_EXTRACT PROVIDED_
+ + + + +

As earlier encountered, adolescence is a critical stage in the journey of life, as it is the phase at which we are expected to leap from childhood to adulthood.
The principle of evolving capacities provides that at this stage, parents, guardians, and society raising children should wisely engage with adolescents, recognising their growing understanding of themselves, acknowledging not only their rights but also introducing the responsibilities that come with these rights.
It is a stage at which it is critical that there is recognition and identification of an adolescent, as their own being. Of course, an adolescent cannot be given free rein of their lives, to conduct themselves in any which way, as this will always lead to consequences that may, in some cases, be dire.
It is essential though that it be understood that the stage of adolescence is a critical life transition stage, not just in terms of the law, or human rights, which may sometimes seem intangible concepts; but also in engaging with other disciplines.
This piece takes a psychoanalytic approach in advancing the reality of the importance of adolescence as a stage of growth. In doing so, we will explore the thoughts of Batetshi Matenge, a psychoanalytic Clinical Psychologist with a particular interest in working with adolescents and parents.

+ + + + +

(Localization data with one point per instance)
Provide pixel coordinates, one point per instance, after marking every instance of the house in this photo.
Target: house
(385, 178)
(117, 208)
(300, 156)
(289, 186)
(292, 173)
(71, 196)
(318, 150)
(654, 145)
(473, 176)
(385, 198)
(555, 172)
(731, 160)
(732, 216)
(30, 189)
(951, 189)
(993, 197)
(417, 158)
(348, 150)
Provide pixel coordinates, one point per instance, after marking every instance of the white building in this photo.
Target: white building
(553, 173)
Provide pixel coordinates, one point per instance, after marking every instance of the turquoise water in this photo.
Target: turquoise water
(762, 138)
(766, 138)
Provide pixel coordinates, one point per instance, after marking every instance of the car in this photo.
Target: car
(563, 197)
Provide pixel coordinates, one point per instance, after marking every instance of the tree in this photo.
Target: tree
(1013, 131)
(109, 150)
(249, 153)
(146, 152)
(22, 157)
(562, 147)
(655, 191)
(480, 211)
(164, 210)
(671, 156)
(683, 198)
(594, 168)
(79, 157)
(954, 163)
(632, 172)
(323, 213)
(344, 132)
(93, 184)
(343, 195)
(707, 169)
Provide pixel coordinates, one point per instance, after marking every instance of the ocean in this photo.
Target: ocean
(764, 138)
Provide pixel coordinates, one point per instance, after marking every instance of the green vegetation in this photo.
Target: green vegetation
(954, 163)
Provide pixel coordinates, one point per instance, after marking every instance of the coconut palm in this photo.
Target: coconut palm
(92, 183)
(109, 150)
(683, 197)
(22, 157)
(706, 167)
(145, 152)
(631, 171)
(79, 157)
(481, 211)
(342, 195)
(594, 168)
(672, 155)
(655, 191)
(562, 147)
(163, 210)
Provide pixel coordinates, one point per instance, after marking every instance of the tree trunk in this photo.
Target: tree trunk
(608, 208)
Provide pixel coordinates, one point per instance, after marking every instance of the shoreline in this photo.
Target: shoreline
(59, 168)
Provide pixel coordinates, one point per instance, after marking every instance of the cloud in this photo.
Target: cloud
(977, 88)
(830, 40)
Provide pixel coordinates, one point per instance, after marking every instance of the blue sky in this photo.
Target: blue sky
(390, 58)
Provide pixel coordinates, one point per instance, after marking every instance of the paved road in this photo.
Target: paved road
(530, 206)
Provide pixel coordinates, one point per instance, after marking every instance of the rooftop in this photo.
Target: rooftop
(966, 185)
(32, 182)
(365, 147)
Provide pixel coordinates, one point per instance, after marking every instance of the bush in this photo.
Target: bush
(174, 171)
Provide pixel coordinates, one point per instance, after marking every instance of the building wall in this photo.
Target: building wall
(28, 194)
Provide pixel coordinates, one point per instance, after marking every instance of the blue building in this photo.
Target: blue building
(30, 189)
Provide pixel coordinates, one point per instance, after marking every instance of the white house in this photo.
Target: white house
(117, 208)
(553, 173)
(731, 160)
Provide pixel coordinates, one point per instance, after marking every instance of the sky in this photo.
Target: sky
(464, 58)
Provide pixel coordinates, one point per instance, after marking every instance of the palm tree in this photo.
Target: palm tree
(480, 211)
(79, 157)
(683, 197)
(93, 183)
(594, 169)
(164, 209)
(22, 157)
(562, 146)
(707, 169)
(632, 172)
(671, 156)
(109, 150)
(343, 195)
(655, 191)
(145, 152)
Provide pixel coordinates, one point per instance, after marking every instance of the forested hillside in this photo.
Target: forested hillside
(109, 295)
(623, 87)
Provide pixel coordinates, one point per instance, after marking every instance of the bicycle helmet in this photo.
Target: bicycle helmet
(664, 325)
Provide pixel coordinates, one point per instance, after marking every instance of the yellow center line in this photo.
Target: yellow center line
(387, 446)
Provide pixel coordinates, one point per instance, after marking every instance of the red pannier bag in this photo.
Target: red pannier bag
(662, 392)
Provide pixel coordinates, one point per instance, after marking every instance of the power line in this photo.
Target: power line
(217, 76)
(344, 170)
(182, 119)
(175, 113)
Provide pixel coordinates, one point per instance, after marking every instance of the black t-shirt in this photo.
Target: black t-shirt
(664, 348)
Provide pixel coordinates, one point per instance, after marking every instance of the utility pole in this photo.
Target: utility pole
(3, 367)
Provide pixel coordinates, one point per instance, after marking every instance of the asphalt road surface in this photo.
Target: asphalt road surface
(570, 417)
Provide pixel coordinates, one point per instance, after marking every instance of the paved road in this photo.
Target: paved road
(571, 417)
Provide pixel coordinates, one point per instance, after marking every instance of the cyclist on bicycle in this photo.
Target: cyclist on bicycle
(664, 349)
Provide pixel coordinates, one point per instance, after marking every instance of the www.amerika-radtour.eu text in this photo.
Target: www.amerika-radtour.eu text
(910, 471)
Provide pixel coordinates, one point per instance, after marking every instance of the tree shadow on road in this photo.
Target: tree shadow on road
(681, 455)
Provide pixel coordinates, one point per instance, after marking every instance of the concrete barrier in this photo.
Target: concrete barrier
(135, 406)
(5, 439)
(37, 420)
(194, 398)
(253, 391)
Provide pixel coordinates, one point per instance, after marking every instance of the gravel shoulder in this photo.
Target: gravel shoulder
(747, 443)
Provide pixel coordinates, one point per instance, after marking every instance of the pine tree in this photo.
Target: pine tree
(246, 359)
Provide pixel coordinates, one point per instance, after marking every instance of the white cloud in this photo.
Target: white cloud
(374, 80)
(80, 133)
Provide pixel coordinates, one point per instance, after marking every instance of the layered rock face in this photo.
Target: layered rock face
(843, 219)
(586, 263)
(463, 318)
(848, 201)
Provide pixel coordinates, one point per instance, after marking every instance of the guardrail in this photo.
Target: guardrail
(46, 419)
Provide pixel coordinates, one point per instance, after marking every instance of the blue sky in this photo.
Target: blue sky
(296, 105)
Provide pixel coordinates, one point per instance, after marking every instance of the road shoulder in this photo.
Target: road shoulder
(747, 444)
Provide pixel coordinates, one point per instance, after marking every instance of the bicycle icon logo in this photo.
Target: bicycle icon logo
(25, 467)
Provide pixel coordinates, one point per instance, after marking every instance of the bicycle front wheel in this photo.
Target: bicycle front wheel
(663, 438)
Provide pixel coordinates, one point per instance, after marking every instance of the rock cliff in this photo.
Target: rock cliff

+ + + + +

_TASK OBJECTIVE_
Reproduce the entire passage on adolescence word for word.

_YOUR SOLUTION_
As earlier encountered, adolescence is a critical stage in the journey of life, as it is the phase at which we are expected to leap from childhood to adulthood.
The principle of evolving capacities provides that at this stage, parents, guardians, and society raising children should wisely engage with adolescents, recognising their growing understanding of themselves, acknowledging not only their rights but also introducing the responsibilities that come with these rights.
It is a stage at which it is critical that there is recognition and identification of an adolescent, as their own being. Of course, an adolescent cannot be given free rein of their lives, to conduct themselves in any which way, as this will always lead to consequences that may, in some cases, be dire.
It is essential though that it be understood that the stage of adolescence is a critical life transition stage, not just in terms of the law, or human rights, which may sometimes seem intangible concepts; but also in engaging with other disciplines.
This piece takes a psychoanalytic approach in advancing the reality of the importance of adolescence as a stage of growth. In doing so, we will explore the thoughts of Batetshi Matenge, a psychoanalytic Clinical Psychologist with a particular interest in working with adolescents and parents.